反応に用いられる溶媒としては、例えば水、あるいは水および水と混和し得る有機溶媒とからなる混合溶媒が挙げられる。水と混和し得る該有機溶媒としては、tert−ブチルアルコール等のアルコール系溶媒、アセトン、メチルエチルケトン等のケトン系溶媒、アセトニトリル、プロピオニトリル等のニトリル系溶媒、N,N−ジメチルホルムアミド、N−メチルピロリドン等のアミド系溶媒が挙げられる。
反応に用いられる過ヨウ素酸塩としては、例えばメタ過ヨウ素酸ナトリウム、メタ過ヨウ素酸カリウム等が挙げられる。
反応に用いられるマンガンの酸化物としては、例えば過マンガン酸ナトリウム、過マンガン酸カリウム等が挙げられ、ルテニウムの酸化物としては、例えば酸化ルテニウム(IV)無水物、酸化ルテニウム(IV)水和物等が挙げられる。マンガンの酸化物およびルテニウムの酸化物は、系中にて調製したものをそのまま用いてもよい。
用いられるマンガンの酸化物またはルテニウムの酸化物の量は式(7)で示される化合物1モルに対して、通常0.1〜1モルの範囲であり、過ヨウ素酸塩の量は式(7)で示される化合物1モルに対して、通常2〜30モルの範囲である。

課題の内容:
- 1) 反応溶媒に関する本文で、水と混和し得る有機溶媒として挙げられている化合物名をすべて列挙してください。
- 2) 酸化反応の条件に関する本文を、最後の文の次から書き継いでください。

位置ラベル付けレコード:
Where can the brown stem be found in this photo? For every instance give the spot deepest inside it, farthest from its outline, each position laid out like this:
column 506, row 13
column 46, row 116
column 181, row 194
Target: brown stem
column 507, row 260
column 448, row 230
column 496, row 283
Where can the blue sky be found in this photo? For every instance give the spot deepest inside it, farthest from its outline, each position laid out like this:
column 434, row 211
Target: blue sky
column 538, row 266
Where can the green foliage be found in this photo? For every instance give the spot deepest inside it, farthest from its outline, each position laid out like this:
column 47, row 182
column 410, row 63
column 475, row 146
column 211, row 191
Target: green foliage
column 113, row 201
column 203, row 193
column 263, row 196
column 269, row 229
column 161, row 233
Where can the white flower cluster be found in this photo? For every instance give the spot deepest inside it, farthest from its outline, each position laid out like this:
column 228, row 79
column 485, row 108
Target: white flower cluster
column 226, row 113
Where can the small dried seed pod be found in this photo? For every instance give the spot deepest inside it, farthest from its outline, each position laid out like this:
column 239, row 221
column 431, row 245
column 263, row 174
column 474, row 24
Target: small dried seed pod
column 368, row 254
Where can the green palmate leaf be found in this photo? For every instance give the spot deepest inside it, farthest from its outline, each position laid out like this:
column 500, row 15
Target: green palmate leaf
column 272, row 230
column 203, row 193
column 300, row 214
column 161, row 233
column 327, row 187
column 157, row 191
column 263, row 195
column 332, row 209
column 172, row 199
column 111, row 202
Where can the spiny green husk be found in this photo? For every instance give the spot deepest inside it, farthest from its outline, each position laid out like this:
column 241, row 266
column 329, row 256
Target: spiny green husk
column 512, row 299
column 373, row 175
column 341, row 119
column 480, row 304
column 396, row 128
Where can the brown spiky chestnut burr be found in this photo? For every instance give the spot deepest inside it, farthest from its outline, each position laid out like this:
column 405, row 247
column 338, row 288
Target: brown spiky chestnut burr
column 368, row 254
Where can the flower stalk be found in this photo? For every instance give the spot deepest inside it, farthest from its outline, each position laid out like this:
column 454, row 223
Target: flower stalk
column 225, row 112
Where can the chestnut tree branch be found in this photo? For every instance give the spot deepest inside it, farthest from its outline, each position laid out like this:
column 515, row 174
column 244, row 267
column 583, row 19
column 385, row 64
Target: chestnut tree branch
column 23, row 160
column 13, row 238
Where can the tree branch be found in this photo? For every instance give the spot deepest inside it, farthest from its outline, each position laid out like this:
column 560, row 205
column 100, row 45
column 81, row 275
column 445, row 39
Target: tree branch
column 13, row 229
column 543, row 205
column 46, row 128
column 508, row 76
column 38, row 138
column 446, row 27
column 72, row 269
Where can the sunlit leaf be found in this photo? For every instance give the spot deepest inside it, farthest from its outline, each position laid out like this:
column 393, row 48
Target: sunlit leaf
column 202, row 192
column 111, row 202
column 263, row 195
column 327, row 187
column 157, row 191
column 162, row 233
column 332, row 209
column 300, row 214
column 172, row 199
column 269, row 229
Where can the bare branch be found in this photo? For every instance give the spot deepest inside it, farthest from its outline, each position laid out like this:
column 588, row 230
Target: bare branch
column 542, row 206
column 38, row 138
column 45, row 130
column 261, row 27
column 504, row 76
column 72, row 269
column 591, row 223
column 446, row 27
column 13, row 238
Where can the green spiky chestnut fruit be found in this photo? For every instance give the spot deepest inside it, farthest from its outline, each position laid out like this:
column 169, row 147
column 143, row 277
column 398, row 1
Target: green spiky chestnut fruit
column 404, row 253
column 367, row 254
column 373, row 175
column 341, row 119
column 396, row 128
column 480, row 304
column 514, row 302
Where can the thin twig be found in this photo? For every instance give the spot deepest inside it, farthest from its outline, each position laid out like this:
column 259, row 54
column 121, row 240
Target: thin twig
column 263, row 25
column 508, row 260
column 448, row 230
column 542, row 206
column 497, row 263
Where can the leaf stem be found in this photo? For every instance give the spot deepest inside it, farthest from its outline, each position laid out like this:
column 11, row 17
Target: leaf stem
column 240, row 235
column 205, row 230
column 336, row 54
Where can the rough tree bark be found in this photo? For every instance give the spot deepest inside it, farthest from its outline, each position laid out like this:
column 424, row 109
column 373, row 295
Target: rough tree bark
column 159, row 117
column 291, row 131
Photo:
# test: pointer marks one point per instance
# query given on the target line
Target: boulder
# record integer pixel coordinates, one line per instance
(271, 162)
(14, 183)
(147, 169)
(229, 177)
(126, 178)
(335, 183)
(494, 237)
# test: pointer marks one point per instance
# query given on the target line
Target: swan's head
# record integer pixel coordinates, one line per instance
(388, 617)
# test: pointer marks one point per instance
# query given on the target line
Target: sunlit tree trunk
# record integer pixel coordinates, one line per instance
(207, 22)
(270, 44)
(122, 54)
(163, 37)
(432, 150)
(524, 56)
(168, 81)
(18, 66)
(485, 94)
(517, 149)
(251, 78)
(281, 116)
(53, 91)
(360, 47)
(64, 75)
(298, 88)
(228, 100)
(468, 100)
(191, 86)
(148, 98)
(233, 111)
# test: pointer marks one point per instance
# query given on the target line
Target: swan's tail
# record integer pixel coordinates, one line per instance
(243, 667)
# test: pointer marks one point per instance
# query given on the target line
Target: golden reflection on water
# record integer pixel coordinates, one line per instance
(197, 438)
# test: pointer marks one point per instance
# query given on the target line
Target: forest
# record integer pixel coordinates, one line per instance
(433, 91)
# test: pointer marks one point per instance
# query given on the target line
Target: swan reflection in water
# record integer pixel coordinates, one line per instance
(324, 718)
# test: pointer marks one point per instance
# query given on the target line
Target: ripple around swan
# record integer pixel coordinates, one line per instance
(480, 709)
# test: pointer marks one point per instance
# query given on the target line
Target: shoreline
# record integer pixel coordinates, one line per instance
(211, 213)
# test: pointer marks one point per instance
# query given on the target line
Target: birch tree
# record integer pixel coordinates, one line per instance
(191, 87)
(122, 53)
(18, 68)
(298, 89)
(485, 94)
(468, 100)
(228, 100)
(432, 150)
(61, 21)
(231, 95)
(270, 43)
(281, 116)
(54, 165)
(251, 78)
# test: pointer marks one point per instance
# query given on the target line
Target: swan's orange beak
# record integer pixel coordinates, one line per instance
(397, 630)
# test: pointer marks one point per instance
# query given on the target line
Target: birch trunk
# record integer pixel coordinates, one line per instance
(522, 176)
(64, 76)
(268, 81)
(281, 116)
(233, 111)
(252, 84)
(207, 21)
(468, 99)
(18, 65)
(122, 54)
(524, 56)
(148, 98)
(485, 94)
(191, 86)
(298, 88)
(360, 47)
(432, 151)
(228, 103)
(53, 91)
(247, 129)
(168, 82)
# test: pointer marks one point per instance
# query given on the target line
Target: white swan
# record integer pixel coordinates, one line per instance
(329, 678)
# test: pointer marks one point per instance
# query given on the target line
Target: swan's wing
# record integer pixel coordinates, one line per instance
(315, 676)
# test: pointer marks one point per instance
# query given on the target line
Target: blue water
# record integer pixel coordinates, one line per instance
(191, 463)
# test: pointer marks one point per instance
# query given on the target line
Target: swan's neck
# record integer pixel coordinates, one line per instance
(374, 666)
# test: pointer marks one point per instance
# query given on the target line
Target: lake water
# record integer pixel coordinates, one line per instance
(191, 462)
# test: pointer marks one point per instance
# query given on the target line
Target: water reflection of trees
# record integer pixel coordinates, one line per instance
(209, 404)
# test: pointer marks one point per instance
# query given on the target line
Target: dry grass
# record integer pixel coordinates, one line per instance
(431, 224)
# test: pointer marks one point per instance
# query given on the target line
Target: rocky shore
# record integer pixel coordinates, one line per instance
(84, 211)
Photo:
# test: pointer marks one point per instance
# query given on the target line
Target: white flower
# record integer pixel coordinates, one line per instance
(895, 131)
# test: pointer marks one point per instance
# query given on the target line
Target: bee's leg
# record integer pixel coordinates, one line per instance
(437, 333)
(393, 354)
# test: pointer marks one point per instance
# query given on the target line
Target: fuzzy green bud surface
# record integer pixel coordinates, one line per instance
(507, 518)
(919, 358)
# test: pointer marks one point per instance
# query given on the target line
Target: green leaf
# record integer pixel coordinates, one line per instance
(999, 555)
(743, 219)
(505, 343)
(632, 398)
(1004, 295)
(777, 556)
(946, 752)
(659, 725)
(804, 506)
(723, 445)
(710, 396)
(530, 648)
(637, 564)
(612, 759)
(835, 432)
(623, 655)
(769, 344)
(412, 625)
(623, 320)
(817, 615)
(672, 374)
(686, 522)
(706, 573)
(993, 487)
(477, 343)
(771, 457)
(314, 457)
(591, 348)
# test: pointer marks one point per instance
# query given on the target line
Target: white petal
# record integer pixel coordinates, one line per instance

課題別の解答:
- 1) tert−ブチルアルコール、アセトン、メチルエチルケトン、アセトニトリル、プロピオニトリル、N,N−ジメチルホルムアミド、N−メチルピロリドン

- 2)
反応の反応時間は通常12〜96時間の範囲であり、反応温度は通常0〜50℃の範囲である。
反応の終了後は、反応混合物を水に注加し有機溶媒抽出した後に濃縮する等の通常の後処理操作を行うことによって、式(3)で示されるカルボン酸を単離することができる。
【0015】
式(3)で示されるカルボン酸の酸ハロゲン化物、式(3)で示されるカルボン酸のの酸無水物または式(3)で示されるカルボン酸の低級アルキルエステルは、各々式(3)で示されるカルボン酸を原料として、公知の方法により製造することができる。
【0016】
式(2)で示されるアルコール化合物は市販品もしくは、特開2000−63329号公報等に記載されている化合物であるか、これらの文献に記載の方法に準じて製造することができる。
【0017】
式(7)で示される化合物は例えば、下記のスキームに記載される方法により製造することができる。

【0018】
・式(4)で示される化合物 → 式(5)で示される化合物
該反応は、式(4)で示される化合物を塩素化剤(例えばオキザリルクロライド等)と反応させた後、更にアンモニアと反応させることにより行われる。
反応は通常、溶媒中で行われる。反応に用いられる溶媒としては、例えばテトラヒドロフラン等のエーテル系溶媒が挙げられる。
反応に用いられる塩素化剤の量は式(4)で示される化合物1モルに対して、1モルが理論量であるが、通常1モル〜大過剰量、好ましくは1モル〜3モルの範囲で適宜選択することができる。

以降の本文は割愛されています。